[Excerpts from a pointing dataset]
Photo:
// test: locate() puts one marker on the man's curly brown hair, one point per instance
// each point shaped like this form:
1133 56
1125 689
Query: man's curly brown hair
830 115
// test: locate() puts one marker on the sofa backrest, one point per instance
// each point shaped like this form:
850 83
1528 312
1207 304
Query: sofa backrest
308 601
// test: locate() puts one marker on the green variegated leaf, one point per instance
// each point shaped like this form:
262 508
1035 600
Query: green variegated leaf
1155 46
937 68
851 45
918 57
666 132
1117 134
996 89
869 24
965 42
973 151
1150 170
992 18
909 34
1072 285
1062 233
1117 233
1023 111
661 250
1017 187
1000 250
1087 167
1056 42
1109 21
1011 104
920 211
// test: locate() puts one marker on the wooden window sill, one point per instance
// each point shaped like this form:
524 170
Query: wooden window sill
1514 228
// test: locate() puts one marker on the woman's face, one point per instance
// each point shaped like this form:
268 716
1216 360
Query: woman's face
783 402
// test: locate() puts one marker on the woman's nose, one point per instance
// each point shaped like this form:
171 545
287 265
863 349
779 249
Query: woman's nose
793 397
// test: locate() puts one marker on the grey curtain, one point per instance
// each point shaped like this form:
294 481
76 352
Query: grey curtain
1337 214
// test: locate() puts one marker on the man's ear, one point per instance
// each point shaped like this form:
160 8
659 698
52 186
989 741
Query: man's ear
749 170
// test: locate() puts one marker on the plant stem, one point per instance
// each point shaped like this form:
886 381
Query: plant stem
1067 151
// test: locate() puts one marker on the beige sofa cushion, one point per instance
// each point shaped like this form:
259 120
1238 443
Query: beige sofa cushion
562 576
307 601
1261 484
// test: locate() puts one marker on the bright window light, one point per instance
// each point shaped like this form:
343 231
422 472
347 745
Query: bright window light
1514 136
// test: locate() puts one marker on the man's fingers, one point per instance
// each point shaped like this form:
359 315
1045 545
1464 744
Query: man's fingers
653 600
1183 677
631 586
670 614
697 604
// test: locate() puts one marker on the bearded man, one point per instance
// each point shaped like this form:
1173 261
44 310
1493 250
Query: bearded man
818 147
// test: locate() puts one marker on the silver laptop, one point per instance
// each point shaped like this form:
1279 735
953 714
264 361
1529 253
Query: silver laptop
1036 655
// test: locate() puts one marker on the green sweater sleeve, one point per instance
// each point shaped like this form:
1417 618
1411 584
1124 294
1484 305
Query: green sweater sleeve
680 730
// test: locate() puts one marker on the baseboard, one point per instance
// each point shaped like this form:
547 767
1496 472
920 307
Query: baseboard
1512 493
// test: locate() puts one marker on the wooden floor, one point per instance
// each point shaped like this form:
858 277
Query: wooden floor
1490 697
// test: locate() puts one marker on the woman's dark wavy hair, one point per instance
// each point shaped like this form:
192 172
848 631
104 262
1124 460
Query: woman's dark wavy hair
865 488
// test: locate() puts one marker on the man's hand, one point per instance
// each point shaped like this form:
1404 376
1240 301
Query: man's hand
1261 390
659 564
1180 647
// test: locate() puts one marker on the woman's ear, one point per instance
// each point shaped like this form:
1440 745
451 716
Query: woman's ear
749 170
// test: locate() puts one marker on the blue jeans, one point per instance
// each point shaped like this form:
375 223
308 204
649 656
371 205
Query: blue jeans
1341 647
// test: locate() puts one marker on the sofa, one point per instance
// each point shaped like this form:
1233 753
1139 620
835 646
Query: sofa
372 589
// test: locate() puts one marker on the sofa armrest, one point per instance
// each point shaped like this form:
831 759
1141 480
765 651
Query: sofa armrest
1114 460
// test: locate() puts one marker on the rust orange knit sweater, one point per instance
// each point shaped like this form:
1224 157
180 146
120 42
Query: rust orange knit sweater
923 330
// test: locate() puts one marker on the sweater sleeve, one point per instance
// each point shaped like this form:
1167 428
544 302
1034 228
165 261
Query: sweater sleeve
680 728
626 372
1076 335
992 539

### SHORT PROBLEM:
Please reproduce all of the data above line for line, without changing anything.

### PROBLEM SOLUTION:
Photo:
// test: locate() puts one marker on the man's curly brown hair, one point per instance
// each point shaped like this form:
1133 56
1125 689
Query: man's curly brown hair
830 115
// test: locate() puts one marker on the sofa backrest, one point per instance
// each point shaped like this form:
850 83
1528 312
1207 304
Query: sofa backrest
308 601
// test: locate() puts one marker on the green variegated leaf, one point per instance
// each point shaped like this form:
262 508
1035 600
Query: green variegated leaf
1155 46
937 68
851 45
918 57
666 132
1117 134
996 89
869 24
965 42
973 151
1150 170
992 18
909 34
1072 285
1062 233
1117 233
1023 111
661 250
1017 187
1000 250
1087 167
1056 42
1109 21
1011 104
920 211
// test: locate() puts one marker on the wooden window sill, one point per instance
// each point shaped like this form:
524 170
Query: wooden window sill
1514 228
// test: locate() puts one marker on the woman's face, one point per instance
// each point shaped like this form:
268 716
1216 360
Query: woman's face
783 402
// test: locate() puts one marker on the woman's nose, one point per instance
// each point shaped like this form:
171 545
287 265
863 349
779 249
Query: woman's nose
793 397
// test: locate() puts one marker on the grey curtain, one point per instance
// each point shaped like this form:
294 481
76 352
Query: grey curtain
1337 214
// test: locate() puts one marker on the man's ear, one point per instance
// each point shaped like this form:
160 8
659 698
52 186
989 741
Query: man's ear
749 170
// test: locate() puts one marker on the plant stem, one point per instance
// each point shaped like this form:
886 381
Query: plant stem
1067 151
// test: locate() puts one marker on the beige sofa cushion, one point per instance
// each point shaped like this form:
259 120
1238 443
Query: beige sofa cushion
562 576
307 601
1261 484
// test: locate() puts one marker on the bright window light, one point per instance
// each point shaped like this form:
343 231
422 472
347 745
Query: bright window light
1514 136
// test: locate() puts one marker on the man's fingers, one point per instance
// each point shaped like this form:
359 315
1045 545
1464 744
Query: man's fingers
653 600
1183 677
631 586
670 614
697 604
// test: locate() puts one marker on the bearded man, one point per instance
// each point shaped like this form:
1173 261
44 310
1493 250
Query: bearded man
818 147
// test: locate() puts one marker on the silver laptop, one point per instance
// each point shaped like this form:
1279 735
953 714
264 361
1529 253
Query: silver laptop
1036 655
// test: locate() puts one marker on the green sweater sleeve, one point per instance
// each point shaped like this form:
1417 618
1411 584
1124 294
1484 305
Query: green sweater sleeve
680 730
// test: locate() puts one marker on the baseboard, one point per instance
// each point shaped like this form:
547 767
1496 472
920 307
Query: baseboard
1512 493
// test: locate() puts one marker on the wooden floor, one point per instance
// each point shaped like this form:
858 277
Query: wooden floor
1490 697
// test: locate() puts one marker on the woman's dark wavy hair, one point per instance
// each point shaped like this form:
192 172
848 631
104 262
1124 460
Query: woman's dark wavy hair
865 488
// test: locate() puts one marker on the man's hand, one point per instance
// each point shaped like this form:
1404 376
1240 301
Query: man's hand
1261 390
659 564
1180 647
// test: locate() puts one marker on the woman's ear, one point per instance
// each point shaped like this form:
1440 745
451 716
Query: woman's ear
749 170
// test: locate() puts one marker on the blue jeans, one point per instance
// each point shaped like this form:
375 223
308 204
649 656
371 205
Query: blue jeans
1341 647
// test: locate() puts one marker on the sofa, one point per instance
// each point shaped like this form:
1233 753
1139 620
835 646
Query: sofa
372 589
// test: locate() puts one marker on the sofa armrest, one point per instance
// each point shaped like this form:
831 759
1141 480
765 651
Query: sofa armrest
1114 460
// test: locate() puts one marker on the rust orange knit sweater, one point per instance
// each point shaped like this form:
1224 157
180 146
120 42
Query: rust orange knit sweater
923 330
// test: locate() puts one marker on the sweater sleeve, one point per instance
// each point shaped like this form:
1167 428
544 302
1034 228
165 261
Query: sweater sleeve
680 728
626 372
1076 335
992 539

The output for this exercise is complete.